Work required. Revise the lines of the material starting at the line containing "dark jacket shown above." and ending at the line containing "(1032, 483)". Replace "rider" with "cyclist" throughout and leave everything else unchanged.

** Begin **

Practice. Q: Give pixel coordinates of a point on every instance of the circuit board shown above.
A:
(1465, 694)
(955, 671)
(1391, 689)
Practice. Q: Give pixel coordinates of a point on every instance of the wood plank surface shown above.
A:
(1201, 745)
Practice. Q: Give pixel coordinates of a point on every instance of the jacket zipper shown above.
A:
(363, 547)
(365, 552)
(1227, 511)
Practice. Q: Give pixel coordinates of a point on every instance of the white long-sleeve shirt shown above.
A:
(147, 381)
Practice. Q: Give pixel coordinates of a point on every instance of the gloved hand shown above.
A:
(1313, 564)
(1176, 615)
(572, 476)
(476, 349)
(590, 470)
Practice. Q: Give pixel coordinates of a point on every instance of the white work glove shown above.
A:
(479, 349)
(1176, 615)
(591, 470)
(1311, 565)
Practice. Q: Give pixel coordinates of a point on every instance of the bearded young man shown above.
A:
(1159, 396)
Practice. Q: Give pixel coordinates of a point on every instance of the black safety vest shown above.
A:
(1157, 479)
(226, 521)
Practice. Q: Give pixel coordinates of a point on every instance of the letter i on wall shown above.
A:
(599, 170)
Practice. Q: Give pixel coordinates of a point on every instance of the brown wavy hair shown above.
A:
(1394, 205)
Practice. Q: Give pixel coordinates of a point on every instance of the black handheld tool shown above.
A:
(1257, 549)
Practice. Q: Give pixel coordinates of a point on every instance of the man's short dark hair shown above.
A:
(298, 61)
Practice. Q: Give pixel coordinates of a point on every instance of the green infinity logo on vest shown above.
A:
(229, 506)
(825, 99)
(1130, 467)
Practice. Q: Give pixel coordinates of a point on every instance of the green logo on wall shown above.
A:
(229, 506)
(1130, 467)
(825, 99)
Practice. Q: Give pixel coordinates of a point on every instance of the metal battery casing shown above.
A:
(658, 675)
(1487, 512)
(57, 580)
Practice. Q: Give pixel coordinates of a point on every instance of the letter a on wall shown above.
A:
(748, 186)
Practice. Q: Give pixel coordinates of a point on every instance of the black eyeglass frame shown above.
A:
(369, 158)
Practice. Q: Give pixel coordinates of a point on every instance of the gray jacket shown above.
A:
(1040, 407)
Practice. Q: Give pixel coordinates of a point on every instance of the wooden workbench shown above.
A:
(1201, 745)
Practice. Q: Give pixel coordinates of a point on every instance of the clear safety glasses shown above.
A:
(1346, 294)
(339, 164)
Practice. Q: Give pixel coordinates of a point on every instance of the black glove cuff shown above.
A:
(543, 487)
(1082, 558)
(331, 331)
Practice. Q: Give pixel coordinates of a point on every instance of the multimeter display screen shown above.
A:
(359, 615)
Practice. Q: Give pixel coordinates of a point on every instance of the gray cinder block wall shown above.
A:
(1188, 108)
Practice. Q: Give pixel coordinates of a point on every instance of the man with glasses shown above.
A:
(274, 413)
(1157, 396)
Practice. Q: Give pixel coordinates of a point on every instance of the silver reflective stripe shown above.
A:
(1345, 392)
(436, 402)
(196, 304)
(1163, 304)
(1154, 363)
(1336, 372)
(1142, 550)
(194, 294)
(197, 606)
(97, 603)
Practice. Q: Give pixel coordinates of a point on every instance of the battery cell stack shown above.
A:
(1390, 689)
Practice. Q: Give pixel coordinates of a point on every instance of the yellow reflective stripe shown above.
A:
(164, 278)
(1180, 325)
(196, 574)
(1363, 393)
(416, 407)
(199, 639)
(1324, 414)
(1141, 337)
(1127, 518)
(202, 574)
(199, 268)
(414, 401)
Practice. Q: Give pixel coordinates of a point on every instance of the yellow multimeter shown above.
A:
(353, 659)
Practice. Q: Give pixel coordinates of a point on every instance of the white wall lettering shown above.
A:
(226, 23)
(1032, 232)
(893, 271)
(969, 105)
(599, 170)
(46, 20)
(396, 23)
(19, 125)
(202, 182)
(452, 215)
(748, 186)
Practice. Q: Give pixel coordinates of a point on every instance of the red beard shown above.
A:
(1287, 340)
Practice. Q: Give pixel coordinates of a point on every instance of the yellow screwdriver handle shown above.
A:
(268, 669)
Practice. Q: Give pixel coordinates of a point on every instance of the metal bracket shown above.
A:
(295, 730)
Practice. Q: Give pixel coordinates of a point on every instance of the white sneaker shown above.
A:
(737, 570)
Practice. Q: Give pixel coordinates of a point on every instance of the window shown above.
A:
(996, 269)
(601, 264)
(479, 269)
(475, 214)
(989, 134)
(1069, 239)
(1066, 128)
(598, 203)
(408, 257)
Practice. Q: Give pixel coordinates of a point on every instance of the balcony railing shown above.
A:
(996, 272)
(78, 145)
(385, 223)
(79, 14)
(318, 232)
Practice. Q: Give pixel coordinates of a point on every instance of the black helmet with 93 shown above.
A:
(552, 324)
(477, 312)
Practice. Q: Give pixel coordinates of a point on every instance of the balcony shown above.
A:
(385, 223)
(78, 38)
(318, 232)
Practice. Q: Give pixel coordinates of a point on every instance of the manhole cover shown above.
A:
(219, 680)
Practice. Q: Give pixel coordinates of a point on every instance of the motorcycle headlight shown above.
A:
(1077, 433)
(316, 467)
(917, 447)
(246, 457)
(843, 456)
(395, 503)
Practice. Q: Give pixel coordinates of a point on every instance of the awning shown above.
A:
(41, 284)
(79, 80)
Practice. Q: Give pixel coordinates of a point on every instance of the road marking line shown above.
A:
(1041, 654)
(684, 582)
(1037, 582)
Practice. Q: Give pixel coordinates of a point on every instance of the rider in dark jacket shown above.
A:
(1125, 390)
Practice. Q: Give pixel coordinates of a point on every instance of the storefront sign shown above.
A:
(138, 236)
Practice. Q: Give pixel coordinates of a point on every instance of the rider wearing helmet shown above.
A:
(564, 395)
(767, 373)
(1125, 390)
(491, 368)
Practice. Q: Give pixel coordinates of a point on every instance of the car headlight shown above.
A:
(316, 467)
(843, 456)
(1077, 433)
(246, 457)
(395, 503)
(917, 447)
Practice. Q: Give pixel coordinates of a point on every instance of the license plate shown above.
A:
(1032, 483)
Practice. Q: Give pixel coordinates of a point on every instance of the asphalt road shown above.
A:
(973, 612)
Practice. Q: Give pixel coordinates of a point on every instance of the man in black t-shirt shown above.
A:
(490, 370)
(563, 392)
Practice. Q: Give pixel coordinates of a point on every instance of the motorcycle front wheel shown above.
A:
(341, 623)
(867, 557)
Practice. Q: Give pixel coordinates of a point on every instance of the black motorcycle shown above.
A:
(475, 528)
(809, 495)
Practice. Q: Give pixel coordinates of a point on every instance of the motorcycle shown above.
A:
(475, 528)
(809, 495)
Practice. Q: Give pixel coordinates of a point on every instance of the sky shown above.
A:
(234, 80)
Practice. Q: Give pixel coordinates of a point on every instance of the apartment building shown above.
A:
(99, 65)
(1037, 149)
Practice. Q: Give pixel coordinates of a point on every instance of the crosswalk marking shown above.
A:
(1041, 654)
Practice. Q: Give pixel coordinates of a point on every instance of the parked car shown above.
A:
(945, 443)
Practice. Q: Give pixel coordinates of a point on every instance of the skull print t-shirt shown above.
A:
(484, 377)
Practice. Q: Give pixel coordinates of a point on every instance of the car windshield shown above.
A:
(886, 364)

** End **

Response below.
Practice. Q: Give pixel coordinates of a point on every instance of the cyclist in dark jacket shown above.
A:
(1125, 390)
Practice. Q: Give pixel coordinates of a point on every instance of the storefront sign shown above.
A:
(138, 236)
Practice. Q: Give pixel coordinates of a point on every instance of the cyclist wearing helmet shown above.
A:
(564, 395)
(767, 373)
(1125, 390)
(491, 368)
Practice. Q: Give pixel coordinates of a point on every instance of the car headlight shown above.
A:
(316, 467)
(843, 456)
(1077, 433)
(246, 457)
(395, 503)
(917, 447)
Practice. Q: Give pixel coordinates of a point on every instance of the license plate shown above.
A:
(1032, 483)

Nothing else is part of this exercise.